● TEXT BLOCK:

══════

Cryptology ePrint Archive: Report 2013/098

Learning with Rounding, Revisited: New Reduction, Properties and Applications

Joel Alwen and Stephan Krenn and Krzysztof Pietrzak and Daniel Wichs

Abstract: The learning with rounding (LWR) problem, introduced by Banerjee, Peikert and Rosen [BPR12] at EUROCRYPT '12, is a variant of learning with errors (LWE), where one replaces random errors with deterministic rounding. The LWR problem was shown to be as hard as LWE for a setting of parameters where the modulus and modulus-to-error ratio are super-polynomial. In this work we resolve the main open problem of [BPR12] and give a new reduction that works for a larger range of parameters, allowing for a polynomial modulus and modulus-to-error ratio. In particular, a smaller modulus gives us greater efficiency, and a smaller modulus-to-error ratio gives us greater security, which now follows from the worst-case hardness of GapSVP with polynomial (rather than super-polynomial) approximation factors.

══════

● GIVEN INFORMATION:
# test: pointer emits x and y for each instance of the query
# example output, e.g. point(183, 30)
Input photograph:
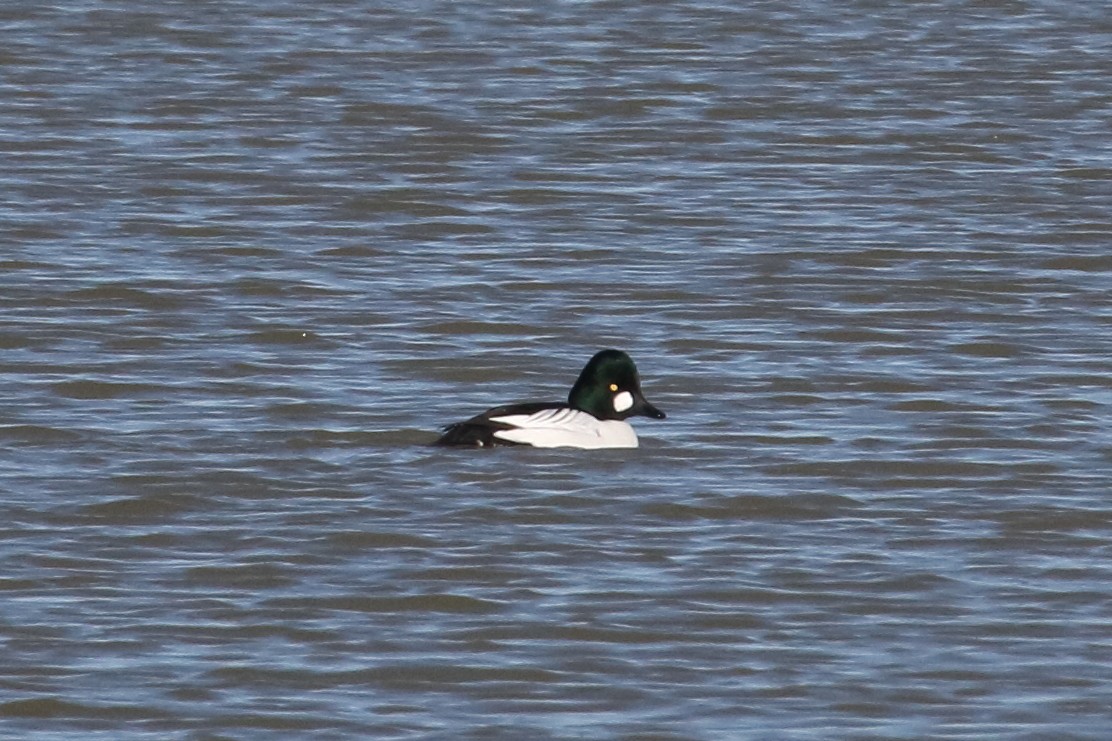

══════

● YOUR TASKS:
1. Using the abstract on learning with rounding, say whether each statement is true: (a) the LWR problem was introduced at EUROCRYPT '12; (b) LWR replaces deterministic rounding with random errors; (c) the new reduction requires a super-polynomial modulus. Answer yes or no for each and quote the words that decide it.
2. List every author named for the report on learning with rounding.
3. Pick up the abstract on learning with rounding after its last sentence and carry it on.
The listing plays no part in this work.

● EXPECTED RESULTS:
1.
(a) Yes: "introduced by Banerjee, Peikert and Rosen [BPR12] at EUROCRYPT '12"
(b) No: "where one replaces random errors with deterministic rounding"
(c) No: "allowing for a polynomial modulus and modulus-to-error ratio"

2. Joel Alwen, Stephan Krenn, Krzysztof Pietrzak, Daniel Wichs

3.
As a tool in the reduction, we show that there is a ``lossy mode'' for the LWR problem, in which LWR samples only reveal partial information about the secret. This property gives us several interesting new applications, including a proof that LWR remains secure with weakly random secrets of sufficient min-entropy, and very simple new constructions of deterministic encryption, lossy trapdoor functions and reusable extractors.

Our approach is inspired by a technique of Goldwasser et al. [GKPV10] from ICS '10, which implicitly showed the existence of a ``lossy mode'' for LWE. By refining this technique, we also improve on the parameters of that work to only requiring a polynomial (instead of super-polynomial) modulus and modulus-to-error ratio.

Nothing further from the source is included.